Assignment: Give back the entries verbatim.

Task input:
_ _ _ _ _

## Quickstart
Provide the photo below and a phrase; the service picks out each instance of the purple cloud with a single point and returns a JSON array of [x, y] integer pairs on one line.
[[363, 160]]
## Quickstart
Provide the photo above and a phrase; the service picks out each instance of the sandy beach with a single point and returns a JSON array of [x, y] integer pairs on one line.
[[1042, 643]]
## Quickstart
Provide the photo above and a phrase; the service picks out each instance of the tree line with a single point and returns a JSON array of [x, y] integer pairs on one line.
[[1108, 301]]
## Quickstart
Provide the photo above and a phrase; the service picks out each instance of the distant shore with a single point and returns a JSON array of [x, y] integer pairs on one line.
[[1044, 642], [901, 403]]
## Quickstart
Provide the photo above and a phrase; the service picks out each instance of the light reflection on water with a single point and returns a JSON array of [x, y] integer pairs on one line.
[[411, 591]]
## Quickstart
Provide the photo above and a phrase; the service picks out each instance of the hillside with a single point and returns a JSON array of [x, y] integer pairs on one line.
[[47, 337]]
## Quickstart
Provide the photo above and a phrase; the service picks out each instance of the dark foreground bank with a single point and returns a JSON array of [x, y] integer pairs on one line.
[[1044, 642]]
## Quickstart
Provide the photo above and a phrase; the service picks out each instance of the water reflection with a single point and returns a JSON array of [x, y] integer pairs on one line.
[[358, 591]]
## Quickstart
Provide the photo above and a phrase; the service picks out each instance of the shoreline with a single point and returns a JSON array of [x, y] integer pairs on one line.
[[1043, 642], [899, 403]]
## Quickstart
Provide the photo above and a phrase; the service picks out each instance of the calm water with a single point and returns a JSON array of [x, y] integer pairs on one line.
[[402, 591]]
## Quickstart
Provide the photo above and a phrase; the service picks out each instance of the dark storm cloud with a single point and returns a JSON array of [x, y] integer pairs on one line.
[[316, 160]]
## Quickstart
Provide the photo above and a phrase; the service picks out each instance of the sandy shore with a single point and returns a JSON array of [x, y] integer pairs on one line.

_ _ _ _ _

Finished exercise:
## Quickstart
Provide the photo below and a phrase; the service picks out each instance of the purple cloud with a single point and returns a JSON array of [x, y] integer pairs on one line.
[[363, 160]]
## Quickstart
Provide the photo above and a phrase; the service picks out each instance of the sandy beach with a single point and returns a JSON array of [x, y] integer pairs on one line.
[[1042, 643]]
## Quickstart
Provide the photo above and a phrase; the service picks out each instance of the tree line with a single point and returns a JSON array of [x, y] integer pairs on one line.
[[1108, 301]]
## Quickstart
Provide the photo above and a phrase; the service picks out each instance of the distant shore with a single point and returns a JSON array of [x, y] integer pairs on one line.
[[1044, 642], [901, 403]]
## Quickstart
Provide the photo above and a phrase; the service picks out each instance of the light reflection on water with a single point and returns a JSON array of [x, y] integer pairs on one line.
[[411, 591]]
## Quickstart
Provide the photo above and a phrase; the service picks out each instance of the hillside with a single point and returns a JSON array of [x, y] integer pairs on one line.
[[47, 337]]
## Quickstart
Provide the photo above and a phrase; the service picks out each instance of the dark foreground bank with a single point and returns a JSON array of [x, y] integer pairs on one line.
[[1044, 642]]
## Quickstart
Provide the photo above and a phrase; the service picks out each instance of the water reflection with a single point and returns a JSON array of [x, y] integer pairs on one line.
[[358, 591]]
## Quickstart
Provide the photo above and a phrase; the service picks out each instance of the shoreline with a single point and returns a JSON array of [x, y] integer pairs on one line.
[[1043, 642], [899, 403]]
## Quickstart
Provide the photo above and a phrase; the service picks out each instance of the calm water with a single point and returns a JSON array of [x, y] integer pairs on one line.
[[402, 591]]
## Quickstart
Provide the photo above and a phrase; the service picks out each instance of the dark storm cloud with a single point and returns a JSON array of [x, y] integer pairs on one line.
[[316, 160]]
## Quickstart
Provide the photo above and a phrase; the service picks out each instance of the sandy shore with a single point and returns a JSON array of [x, y] integer pairs on one line.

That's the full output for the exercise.